W3C home > Mailing lists > Public > public-bioschemas@w3.org > November 2017

Re: Bioschemas.org to define biodiversity-related markup

From: Melanie Courtot <mcourtot@ebi.ac.uk>
Date: Fri, 17 Nov 2017 09:19:09 +0000
To: Franck Michel <franck.michel@cnrs.fr>, public-bioschemas@w3.org
Message-ID: <b35f1ce0-416e-a1bb-2630-eb9bd97bd583@ebi.ac.uk>
Hi Frank, all,

On 16/11/2017 09:37, Franck Michel wrote:
> Hi Meanie, hi all,
>
> EoL provides an API that returns species descriptions as JSON-LD based 
> on schemas.org. Beluga example: http://eol.org/api/traits/328541
> It is unclear who consumes this data, but at least, as you already 
> saw, they embed it at the end of their own web pages such as 
> http://eol.org/pages/328541/data.
BioSamples does the same - an API to retrieve JSON and we embed it in 
our webpages for crawler as well.
>
> As you also noticed, the JSON-LD they provide is not valid. I didn't 
> know about that EOL Github issue, but I recently discussed it with Rod 
> Page from the Biodiversity Information Standards (aka TDWG), who 
> replied on the Github issue. The Google structured data testing tool 
> gives more details on that: https://frama.link/xJm0AAto
> Besides, other errors are not reported (well, I think these are 
> errors): property scienfiticName without any namespace is invalid, 
> that should be dwc:scientificName since this does not exist in 
> schema.org. Same issue for vernacularName, traits, units...
>
> But whatever, this JSON-LD has lots of issues, but it's a start. 

Yes. Only mentioned the tweaks in case someone wanted to give it a try 
as well.

> The assumption is that there is some sort of specific (one-to-one)

### GIVEN EXERCISE 1
Give every link that begins with "http" in the Bioschemas email.
### GIVEN EXERCISE 2
In the Bioschemas email, what group is Rod Page said to be from?
### GIVEN EXERCISE 3
Carry the Bioschemas email on past its final line.
The lines that follow have nothing to do with the Bioschemas email.

### RAW RECORDS
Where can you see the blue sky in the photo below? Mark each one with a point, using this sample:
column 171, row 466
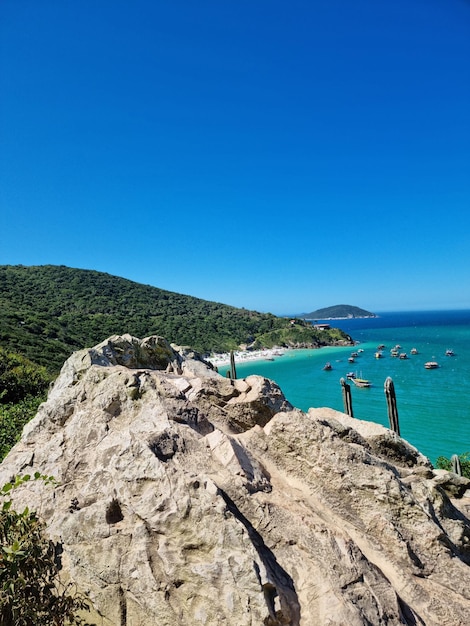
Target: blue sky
column 275, row 156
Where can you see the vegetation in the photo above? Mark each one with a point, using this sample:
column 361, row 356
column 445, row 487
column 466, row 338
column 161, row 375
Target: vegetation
column 301, row 334
column 23, row 386
column 339, row 311
column 47, row 312
column 443, row 462
column 31, row 593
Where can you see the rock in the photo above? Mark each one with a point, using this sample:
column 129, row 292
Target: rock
column 186, row 498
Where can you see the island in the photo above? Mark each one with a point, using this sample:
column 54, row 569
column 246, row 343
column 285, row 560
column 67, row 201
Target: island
column 337, row 312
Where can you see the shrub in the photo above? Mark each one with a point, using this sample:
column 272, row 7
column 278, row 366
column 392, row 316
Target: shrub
column 31, row 593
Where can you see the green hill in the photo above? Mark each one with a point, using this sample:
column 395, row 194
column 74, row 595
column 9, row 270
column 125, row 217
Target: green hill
column 338, row 311
column 47, row 312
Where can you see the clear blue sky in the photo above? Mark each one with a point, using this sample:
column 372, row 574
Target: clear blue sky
column 279, row 156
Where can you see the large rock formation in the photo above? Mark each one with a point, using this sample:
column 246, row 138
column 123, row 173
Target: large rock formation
column 186, row 498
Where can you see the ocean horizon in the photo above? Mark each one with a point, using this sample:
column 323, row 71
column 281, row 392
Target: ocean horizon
column 433, row 405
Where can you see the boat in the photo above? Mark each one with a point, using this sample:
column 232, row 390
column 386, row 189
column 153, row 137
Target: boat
column 361, row 382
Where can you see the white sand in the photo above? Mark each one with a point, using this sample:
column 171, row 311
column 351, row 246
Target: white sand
column 241, row 356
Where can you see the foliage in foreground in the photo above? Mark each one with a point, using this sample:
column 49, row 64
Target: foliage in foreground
column 23, row 387
column 443, row 462
column 31, row 593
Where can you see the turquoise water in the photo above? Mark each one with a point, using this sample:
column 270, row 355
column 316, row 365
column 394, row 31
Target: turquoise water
column 433, row 405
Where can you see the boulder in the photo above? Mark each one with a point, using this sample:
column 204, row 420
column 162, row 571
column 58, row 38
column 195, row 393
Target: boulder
column 186, row 498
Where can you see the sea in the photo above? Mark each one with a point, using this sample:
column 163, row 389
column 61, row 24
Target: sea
column 433, row 404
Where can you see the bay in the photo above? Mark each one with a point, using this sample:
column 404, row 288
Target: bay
column 433, row 405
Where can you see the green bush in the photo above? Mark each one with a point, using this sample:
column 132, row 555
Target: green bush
column 31, row 593
column 445, row 463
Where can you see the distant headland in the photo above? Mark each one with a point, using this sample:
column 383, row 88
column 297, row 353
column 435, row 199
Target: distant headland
column 338, row 311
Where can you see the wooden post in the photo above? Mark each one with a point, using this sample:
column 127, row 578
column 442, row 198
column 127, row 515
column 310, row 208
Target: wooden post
column 347, row 401
column 456, row 465
column 233, row 371
column 389, row 389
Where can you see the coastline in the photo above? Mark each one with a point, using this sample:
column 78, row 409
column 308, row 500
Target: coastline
column 242, row 356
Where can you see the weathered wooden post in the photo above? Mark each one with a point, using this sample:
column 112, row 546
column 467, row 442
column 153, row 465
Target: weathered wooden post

### EXPECTED ANSWER 1
http://eol.org/api/traits/328541
http://eol.org/pages/328541/data
https://frama.link/xJm0AAto

### EXPECTED ANSWER 2
The Biodiversity Information Standards, also known as TDWG.

### EXPECTED ANSWER 3
> agreement between EoL and Google, and that Google harvests this data 
> despite the invalid JSON-LD. But I have no confirmation of that

It'd be interesting to clarify this. It seems a little bit counter 
intuitive that EoL would mark their pages up with JSON for Google to 
read it but then Google couldn't do so without a special adapter? We're 
probably missing a piece of the story.
>
> > - the measurement type points to 
> http://purl.obolibrary.org/obo/VT_0001256, which is body length. The 
> schema.org/predicate value is also "body length (VT)". How is this 
> understood and displayed as Length on the Google result?
> - Similar question for the actual value and units, which are "4249.83" 
> and "mm" respectively. Is Google doing some sort of unit 
> conversion/roundup for display?
>
> Good question. Typically about the unit "mm":
> - "units": "mm" => there is no such thing as http://schema.org/units
> - "dwc:measurementUnit": "http://purl.obolibrary.org/obo/UO_0000016" 
> => this seems to be the only reliable property, but then Google knows 
> the Darwin Core vocabulary and interprets it.
> My assumption is that Google performs some treatment on the values. 
> Possibly, they developed a specific connector to cope with EoL JSON-LD 
> and translate this body size to "4.2 m".
> Besides, the snippet mentions "4.2 m *(Adult)*", so they also 
> presumably consider this property:
> eol:traitUri"http://eol.org/resources/704/measurements/adultheadbodylen27"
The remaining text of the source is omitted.